Description of the task
Copy out the data that comes next, character for character, and leave the images aside.

Records
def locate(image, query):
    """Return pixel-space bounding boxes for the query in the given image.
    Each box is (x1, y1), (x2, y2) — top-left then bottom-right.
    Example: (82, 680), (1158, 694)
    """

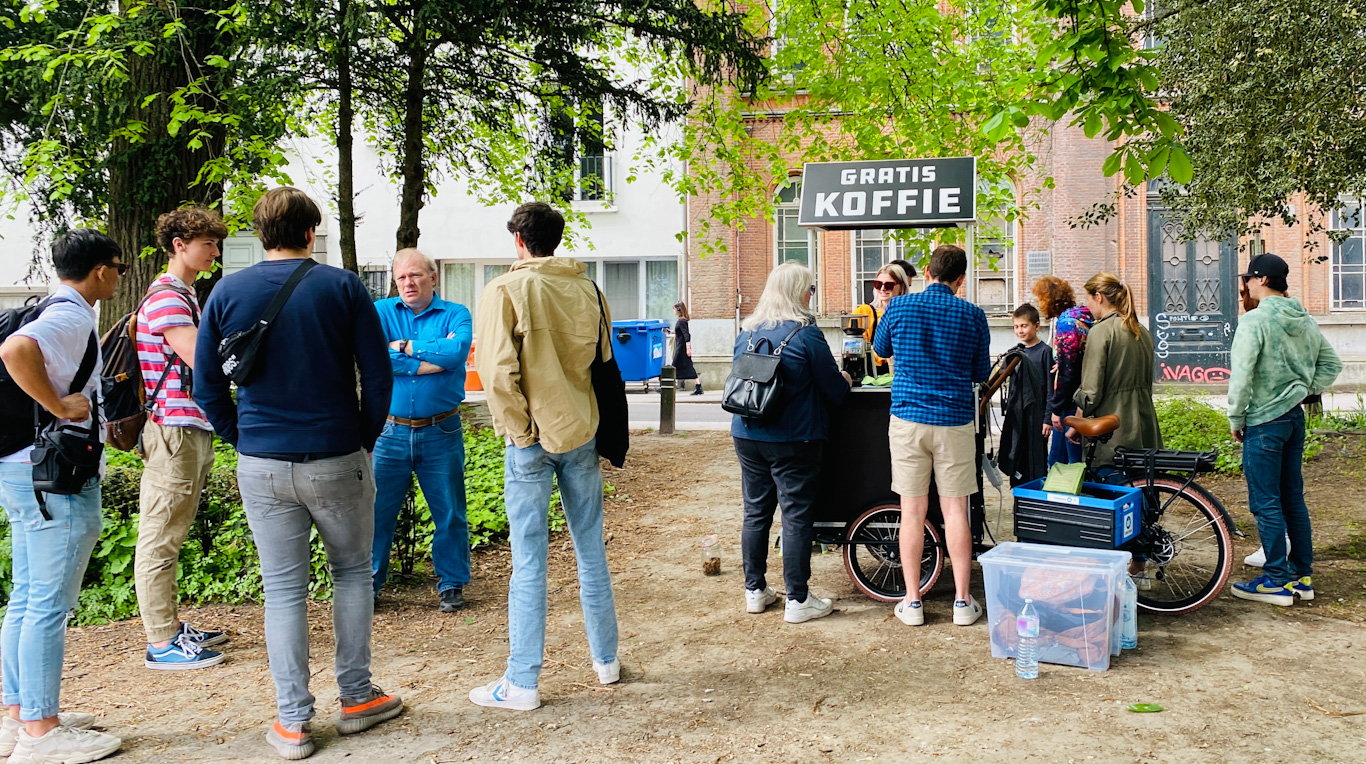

Answer space
def locate(image, query):
    """Return pixel-space bounding boxes for the query in the given image.
    Each box is (x1, y1), (x2, y2) — top-left then bottom-right.
    Example: (82, 680), (1158, 694)
    """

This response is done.